### Working data
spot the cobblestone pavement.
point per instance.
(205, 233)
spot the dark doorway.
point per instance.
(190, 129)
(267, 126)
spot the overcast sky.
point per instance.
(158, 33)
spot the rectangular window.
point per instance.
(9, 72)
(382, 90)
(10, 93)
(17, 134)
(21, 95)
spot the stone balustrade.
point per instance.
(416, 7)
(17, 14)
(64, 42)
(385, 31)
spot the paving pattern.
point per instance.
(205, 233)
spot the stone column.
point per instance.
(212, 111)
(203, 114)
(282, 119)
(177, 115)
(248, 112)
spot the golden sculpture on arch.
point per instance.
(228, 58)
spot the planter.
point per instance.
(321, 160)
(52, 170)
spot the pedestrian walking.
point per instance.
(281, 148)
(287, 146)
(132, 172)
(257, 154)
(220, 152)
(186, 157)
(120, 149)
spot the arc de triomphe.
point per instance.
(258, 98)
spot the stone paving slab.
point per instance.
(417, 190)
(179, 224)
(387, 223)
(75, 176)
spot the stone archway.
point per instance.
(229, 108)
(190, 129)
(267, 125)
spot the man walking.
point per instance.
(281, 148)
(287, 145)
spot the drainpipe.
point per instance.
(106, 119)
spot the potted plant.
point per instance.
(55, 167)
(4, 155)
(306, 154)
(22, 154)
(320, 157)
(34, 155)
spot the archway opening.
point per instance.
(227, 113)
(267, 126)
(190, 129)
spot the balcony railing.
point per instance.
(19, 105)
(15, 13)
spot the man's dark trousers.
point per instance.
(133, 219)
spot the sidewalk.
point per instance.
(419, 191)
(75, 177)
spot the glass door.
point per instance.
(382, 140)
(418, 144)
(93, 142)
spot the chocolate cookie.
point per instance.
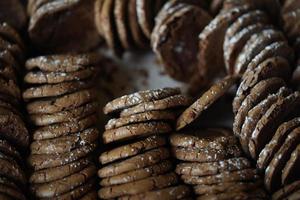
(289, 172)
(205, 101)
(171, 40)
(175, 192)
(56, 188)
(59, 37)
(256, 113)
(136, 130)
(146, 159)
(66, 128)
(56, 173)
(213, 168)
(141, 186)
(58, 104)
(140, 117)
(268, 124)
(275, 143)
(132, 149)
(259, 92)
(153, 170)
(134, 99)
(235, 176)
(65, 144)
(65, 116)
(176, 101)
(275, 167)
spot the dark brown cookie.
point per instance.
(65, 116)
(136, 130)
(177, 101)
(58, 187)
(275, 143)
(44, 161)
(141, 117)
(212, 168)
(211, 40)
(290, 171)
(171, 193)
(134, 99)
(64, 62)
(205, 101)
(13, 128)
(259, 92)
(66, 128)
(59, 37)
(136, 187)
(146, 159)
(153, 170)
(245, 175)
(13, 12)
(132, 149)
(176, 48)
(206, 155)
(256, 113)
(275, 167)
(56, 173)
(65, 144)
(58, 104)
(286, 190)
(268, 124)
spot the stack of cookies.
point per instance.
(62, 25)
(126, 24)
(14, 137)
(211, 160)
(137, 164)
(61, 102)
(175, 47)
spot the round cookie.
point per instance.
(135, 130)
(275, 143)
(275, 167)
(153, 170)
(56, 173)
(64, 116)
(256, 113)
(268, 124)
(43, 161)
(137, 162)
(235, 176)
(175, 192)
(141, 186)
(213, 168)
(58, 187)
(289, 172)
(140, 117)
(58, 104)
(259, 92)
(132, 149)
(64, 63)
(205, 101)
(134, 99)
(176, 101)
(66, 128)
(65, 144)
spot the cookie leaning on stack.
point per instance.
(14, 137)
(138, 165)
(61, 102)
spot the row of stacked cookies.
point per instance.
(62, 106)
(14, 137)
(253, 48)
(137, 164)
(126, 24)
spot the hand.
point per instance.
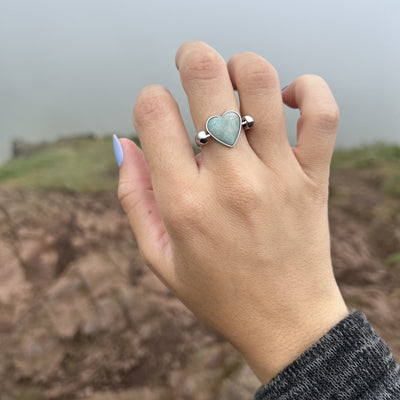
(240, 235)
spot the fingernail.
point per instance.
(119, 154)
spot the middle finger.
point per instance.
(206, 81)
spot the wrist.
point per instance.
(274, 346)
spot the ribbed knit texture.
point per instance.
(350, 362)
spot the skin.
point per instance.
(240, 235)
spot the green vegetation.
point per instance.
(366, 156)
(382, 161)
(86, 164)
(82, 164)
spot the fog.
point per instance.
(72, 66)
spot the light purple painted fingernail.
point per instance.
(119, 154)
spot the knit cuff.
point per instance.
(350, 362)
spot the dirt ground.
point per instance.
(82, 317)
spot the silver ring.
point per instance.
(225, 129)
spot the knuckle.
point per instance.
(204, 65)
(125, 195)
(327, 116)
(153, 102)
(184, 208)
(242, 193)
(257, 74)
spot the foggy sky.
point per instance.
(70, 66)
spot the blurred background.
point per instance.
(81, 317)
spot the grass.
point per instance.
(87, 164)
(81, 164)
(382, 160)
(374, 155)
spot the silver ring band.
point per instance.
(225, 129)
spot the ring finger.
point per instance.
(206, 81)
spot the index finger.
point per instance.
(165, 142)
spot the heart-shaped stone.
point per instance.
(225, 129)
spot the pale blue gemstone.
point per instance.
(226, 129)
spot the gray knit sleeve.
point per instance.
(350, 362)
---
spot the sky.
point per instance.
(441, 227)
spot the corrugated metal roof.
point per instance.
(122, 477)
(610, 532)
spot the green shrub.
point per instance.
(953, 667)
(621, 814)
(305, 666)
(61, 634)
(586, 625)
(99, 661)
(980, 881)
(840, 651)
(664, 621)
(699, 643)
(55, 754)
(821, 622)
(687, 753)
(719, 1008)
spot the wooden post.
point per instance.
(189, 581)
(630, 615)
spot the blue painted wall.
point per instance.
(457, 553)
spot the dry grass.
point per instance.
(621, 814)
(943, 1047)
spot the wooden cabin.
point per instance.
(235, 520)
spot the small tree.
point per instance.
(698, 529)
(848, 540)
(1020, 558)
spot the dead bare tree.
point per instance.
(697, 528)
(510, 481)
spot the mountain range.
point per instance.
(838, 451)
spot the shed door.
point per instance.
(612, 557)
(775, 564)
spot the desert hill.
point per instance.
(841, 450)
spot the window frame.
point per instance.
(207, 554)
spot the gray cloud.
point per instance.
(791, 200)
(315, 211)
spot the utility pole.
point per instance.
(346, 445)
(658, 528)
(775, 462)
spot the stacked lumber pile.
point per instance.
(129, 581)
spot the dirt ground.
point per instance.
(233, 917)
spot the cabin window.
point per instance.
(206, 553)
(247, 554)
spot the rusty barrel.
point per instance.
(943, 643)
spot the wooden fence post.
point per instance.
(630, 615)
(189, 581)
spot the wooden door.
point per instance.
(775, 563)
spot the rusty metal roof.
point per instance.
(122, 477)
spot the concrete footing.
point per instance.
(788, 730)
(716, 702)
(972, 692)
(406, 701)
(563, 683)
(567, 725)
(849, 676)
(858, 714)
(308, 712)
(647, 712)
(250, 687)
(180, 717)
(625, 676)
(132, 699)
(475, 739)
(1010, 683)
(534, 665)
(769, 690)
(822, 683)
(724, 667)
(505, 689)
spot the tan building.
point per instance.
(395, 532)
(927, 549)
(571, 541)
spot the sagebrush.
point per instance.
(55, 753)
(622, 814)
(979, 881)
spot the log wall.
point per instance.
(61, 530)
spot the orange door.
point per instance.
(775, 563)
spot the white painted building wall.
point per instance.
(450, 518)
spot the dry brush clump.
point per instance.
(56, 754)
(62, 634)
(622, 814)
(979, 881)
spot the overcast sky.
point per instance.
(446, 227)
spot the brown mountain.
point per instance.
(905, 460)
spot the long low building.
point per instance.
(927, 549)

### Set task
Pick out every line in the items above that contains the word "window" and copy each one. Case matters.

### Task solution
spot the rectangular window.
spot the window frame.
spot the cabin window.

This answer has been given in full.